| Texte présenté |
################

Pass journée 6€ ou adhésion sur place.

Gratuité pour les adhérents à l’association présentant leur carte 2020.

Pas de restauration cette année sur le site de l’abbaye.
Nous vous invitons donc à réserver dans les restaurants du village, qui sont tous nos partenaires.
Le Bastion : 04 68 12 02 51
Le 1900 : 04 68 12 17 67
La Cocote fêlée : 04 68 75 90 54
Le Café de la Promenade : 04 68 43 15 89
La Petite Maison : 04 68 91 34 09
Le Coupa Talen : 04 68 43 19 36
L’Entrepôte : 04 68 43 16 59
Le Temps des Courges : 04 68 32 33 32
Casses-croûtes chez Zivelli (charcuteries-fromages, 04 68 49 58 70) et au Récantou (tapas-glaces, 04 68 49 94 73)

################

| Consignes |
[a] Dans le texte sur les tarifs et la restauration à l'abbaye, qui peut entrer gratuitement ?
[b] Poursuivez le texte sur les tarifs et la restauration à l'abbaye après sa dernière phrase.
Les lignes qui suivent forment un ensemble distinct du texte.

| Données recueillies |
################

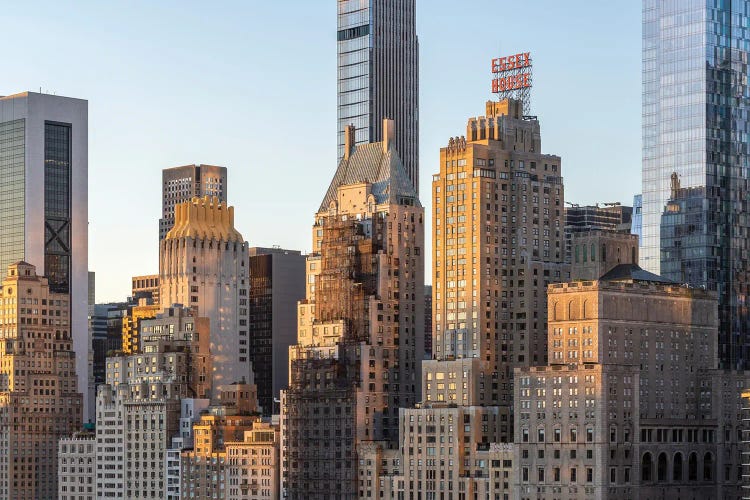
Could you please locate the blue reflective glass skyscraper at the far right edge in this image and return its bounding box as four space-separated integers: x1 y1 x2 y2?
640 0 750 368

################

| Réponses par consigne |
[a] Les adhérents à l'association qui présentent leur carte 2020.

[b]
TOUT LE PROGRAMME

mardi 4 août

22h à l’abbaye : La nuit du 4 août, avec Patrick Boucheron et Yann Potin
En 1789, la fameuse nuit du 4 août, qui prononça la fin des privilèges, faisait suite à la Grande Peur. On y allait pour parler du pain et des taxes, on y consacra surtout la liberté de chacun. Ça ne vous rappelle rien ?
Yann Potin et Patrick Boucheron sont historiens. Ils se connaissent bien. Yann Potin est spécialiste des archives, Patrick Boucheron – professeur au Collège de France – du Moyen-Âge italien. Ils ont ensemble dirigé et coordonné la grande Histoire mondiale de la France, parue au Seuil en 2017.

mercredi 5 août

midi sous le pont : Brut de poésie, Jacques Bonnaffé
Jacques Bonnaffé est comédien et metteur en scène. Il est originaire du Nord, et fidèle à notre Sud, qu’il fréquente amoureusement depuis des années. Mais son pays, territoire de coeur et de raison, c’est la poésie, qu’il sert avec une liberté et une fantaisie uniques. Sous le pont, les pieds dans l’eau – ou pas – il fait bondir les mots, leur musique, leurs images. Un vrai cinéma.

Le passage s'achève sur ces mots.